++++ RECORDS

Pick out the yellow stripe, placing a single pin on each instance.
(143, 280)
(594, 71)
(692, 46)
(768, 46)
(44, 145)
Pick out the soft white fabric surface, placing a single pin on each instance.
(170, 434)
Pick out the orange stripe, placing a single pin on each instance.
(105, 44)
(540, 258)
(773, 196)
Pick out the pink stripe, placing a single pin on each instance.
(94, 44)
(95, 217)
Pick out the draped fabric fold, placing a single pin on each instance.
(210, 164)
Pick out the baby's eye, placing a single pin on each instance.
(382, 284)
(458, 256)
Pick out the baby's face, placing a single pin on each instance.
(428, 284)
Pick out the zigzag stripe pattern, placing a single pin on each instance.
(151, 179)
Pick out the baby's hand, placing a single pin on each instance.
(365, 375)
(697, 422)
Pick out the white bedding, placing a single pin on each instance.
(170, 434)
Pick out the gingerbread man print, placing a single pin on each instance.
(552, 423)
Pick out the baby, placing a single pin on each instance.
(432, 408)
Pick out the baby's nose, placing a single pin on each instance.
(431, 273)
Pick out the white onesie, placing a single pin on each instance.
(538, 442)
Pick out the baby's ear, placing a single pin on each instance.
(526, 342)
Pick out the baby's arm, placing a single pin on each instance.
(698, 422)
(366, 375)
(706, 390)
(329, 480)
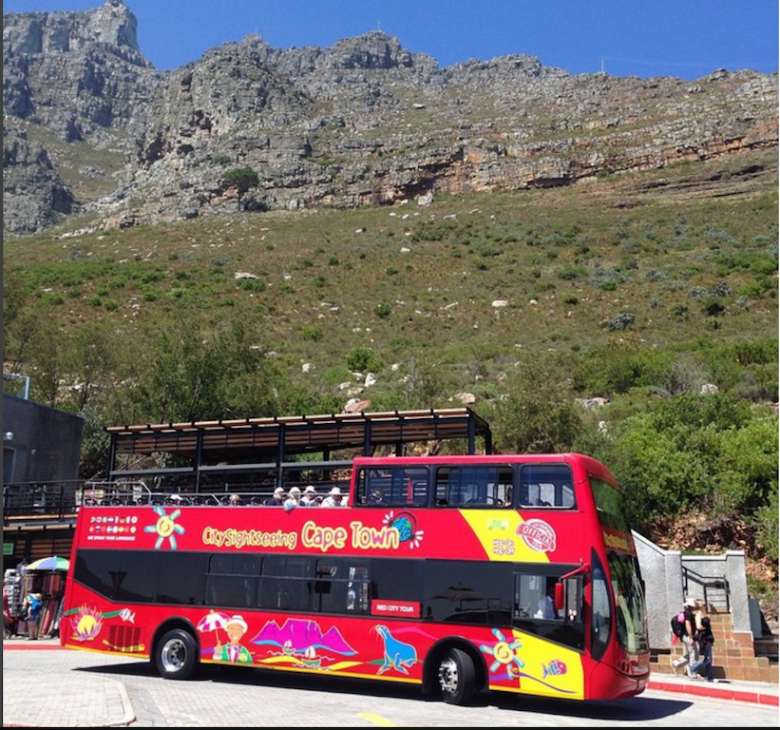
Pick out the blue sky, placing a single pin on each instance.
(684, 38)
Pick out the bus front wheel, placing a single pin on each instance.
(457, 678)
(176, 654)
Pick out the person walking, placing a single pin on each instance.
(705, 640)
(689, 636)
(34, 605)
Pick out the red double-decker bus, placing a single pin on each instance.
(454, 573)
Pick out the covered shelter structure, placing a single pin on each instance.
(260, 454)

++++++++

> **AIM**:
Copy all of the records above word for word, but leave out the pictures.

> **ANSWER FOR THE TASK**:
Pick out the yellow stripe, placing a single pin on each instance.
(143, 280)
(594, 71)
(692, 46)
(768, 46)
(44, 145)
Pick out the soft white fabric surface, placing a single pin on each instance.
(170, 434)
Pick out the orange stripe, placing a single pin on each instance.
(105, 44)
(540, 258)
(773, 196)
Pick out the pink stripe, placing a single pin on each instance.
(94, 44)
(95, 217)
Pick out the draped fabric fold, placing a single pin on each instance.
(210, 164)
Pick out the baby's eye, placing a single pin on each instance.
(382, 284)
(458, 256)
Pick out the baby's face, placing a single pin on each instance.
(428, 284)
Pick out the zigzag stripe pattern, placing a single pin on each instance.
(151, 179)
Pick out the baby's hand, placing a single pin on each instance.
(365, 375)
(697, 422)
Pick out the white bedding, placing a single pin on each instance.
(170, 434)
Pick out the gingerbread man print, placing a single pin on each instance.
(552, 423)
Pick out the baby, placing a single pin on each instance.
(432, 408)
Pick out the baby's nose, placing a single pin on each instance.
(431, 273)
Pick out the white onesie, placing a single pin on each instance.
(538, 442)
Pick out the baby's ear, placing a single pin on each instance.
(526, 342)
Pick out the baby's arm, placing a single pin on each instance.
(698, 422)
(366, 375)
(706, 390)
(329, 480)
Pick out the blue sky, placing a single pin on each instance.
(684, 38)
Pick out the bus front wheel, placing a single pin on each instance.
(457, 678)
(176, 654)
Pick out the person walking, placing a single pin on each instance.
(705, 640)
(689, 636)
(34, 605)
Pick out the red double-decker bus, placing a single pin on each instance.
(454, 573)
Pick out the covered shelter structure, placing a single pin on each instance.
(260, 454)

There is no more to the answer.